Page extract.
Dondi documented the Astrarium in detail in the Tractatus astrarii, which is the earliest complete surviving description of its kind; the St Albans abbey clock designed by Richard of Wallingford predates it, but survives only as fragments (reconstructed by John North). In the introduction, Dondi writes that his machine was built in accordance with the 13th-century Theorica planetarum of Campano di Novara, and to demonstrate the validity of the descriptions of the motion of heavenly bodies of Aristotle and Avicenna. The Tractatus survives in twelve manuscript sources. The autograph in the Biblioteca Capitolare of Padua (MS. D39) and a copy of it, also in Padua, are certainly the work of Dondi. The other sources are rewritten versions of the autograph, to which Dondi's contribution is as yet unclear. The autograph manuscript was published in 1987 in a critical edition with colour facsimile and French translation by Poulle as the first volume of the Opera omnia of Jacopo and Giovanni Dondi.

==Description==
The astrarium was considered to be a marvel of its day. Giovanni Manzini of Pavia writes (in 1388) that it is a work "full of artifice, worked on and perfected by your hands and carved with a skill never attained by the expert hand of any craftsman. I conclude that there was never invented an artifice so excellent and marvelous and of such genius".

Dondi writes that he obtained the idea of an astrarium from the Theorica Planetarum of Giovanni Campano da Novara, who describes the construction of the equatorium.

The astrarium was primarily a clockwork equatorium with astrolabe and calendar dials, and indicators for the Sun, Moon, and planets. It provided a continuous display of the major elements of the Solar System and of the legal, religious, and civil calendars of the day. Dondi's intention was that it would help people's understanding of astronomical and astrological concepts. (Astrology was then considered a subject worthy of study by the intellectual elite and was taken reasonably seriously.)

Stored data.
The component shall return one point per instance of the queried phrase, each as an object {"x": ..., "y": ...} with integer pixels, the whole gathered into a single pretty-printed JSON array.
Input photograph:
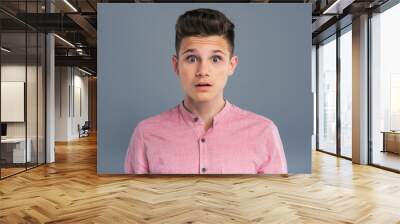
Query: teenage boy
[{"x": 205, "y": 133}]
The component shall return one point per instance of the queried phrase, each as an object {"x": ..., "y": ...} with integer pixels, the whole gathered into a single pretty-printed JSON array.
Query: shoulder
[{"x": 159, "y": 120}]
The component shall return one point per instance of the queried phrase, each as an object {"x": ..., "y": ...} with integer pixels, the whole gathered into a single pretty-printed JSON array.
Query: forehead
[{"x": 208, "y": 43}]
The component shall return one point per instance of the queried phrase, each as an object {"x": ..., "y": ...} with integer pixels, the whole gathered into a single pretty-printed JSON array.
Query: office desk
[
  {"x": 13, "y": 150},
  {"x": 391, "y": 141}
]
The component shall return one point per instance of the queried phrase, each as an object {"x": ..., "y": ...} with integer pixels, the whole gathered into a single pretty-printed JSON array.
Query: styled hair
[{"x": 204, "y": 22}]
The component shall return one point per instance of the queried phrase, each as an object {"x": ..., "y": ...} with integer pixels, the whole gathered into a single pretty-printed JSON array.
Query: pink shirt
[{"x": 174, "y": 142}]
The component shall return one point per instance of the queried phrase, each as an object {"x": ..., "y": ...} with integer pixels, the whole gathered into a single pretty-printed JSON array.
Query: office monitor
[{"x": 3, "y": 130}]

Things to do.
(a) In the astrarium passage, who published the autograph manuscript of the Tractatus in 1987 as a critical edition with a French translation?
(b) Copy word for word the part of the astrarium passage starting with "Dondi writes that he" and going on through "taken reasonably seriously.)".
(c) The St Albans abbey clock came before Dondi's work. Using the astrarium passage, explain why the Tractatus astrarii is still called the earliest complete surviving description of its kind.

Task-by-task solutions.
(a) Poulle

(b)
Dondi writes that he obtained the idea of an astrarium from the Theorica Planetarum of Giovanni Campano da Novara, who describes the construction of the equatorium.

The astrarium was primarily a clockwork equatorium with astrolabe and calendar dials, and indicators for the Sun, Moon, and planets. It provided a continuous display of the major elements of the Solar System and of the legal, religious, and civil calendars of the day. Dondi's intention was that it would help people's understanding of astronomical and astrological concepts. (Astrology was then considered a subject worthy of study by the intellectual elite and was taken reasonably seriously.)

(c) The St Albans abbey clock designed by Richard of Wallingford predates it but survives only as fragments. That makes the Tractatus the earliest complete description that still survives.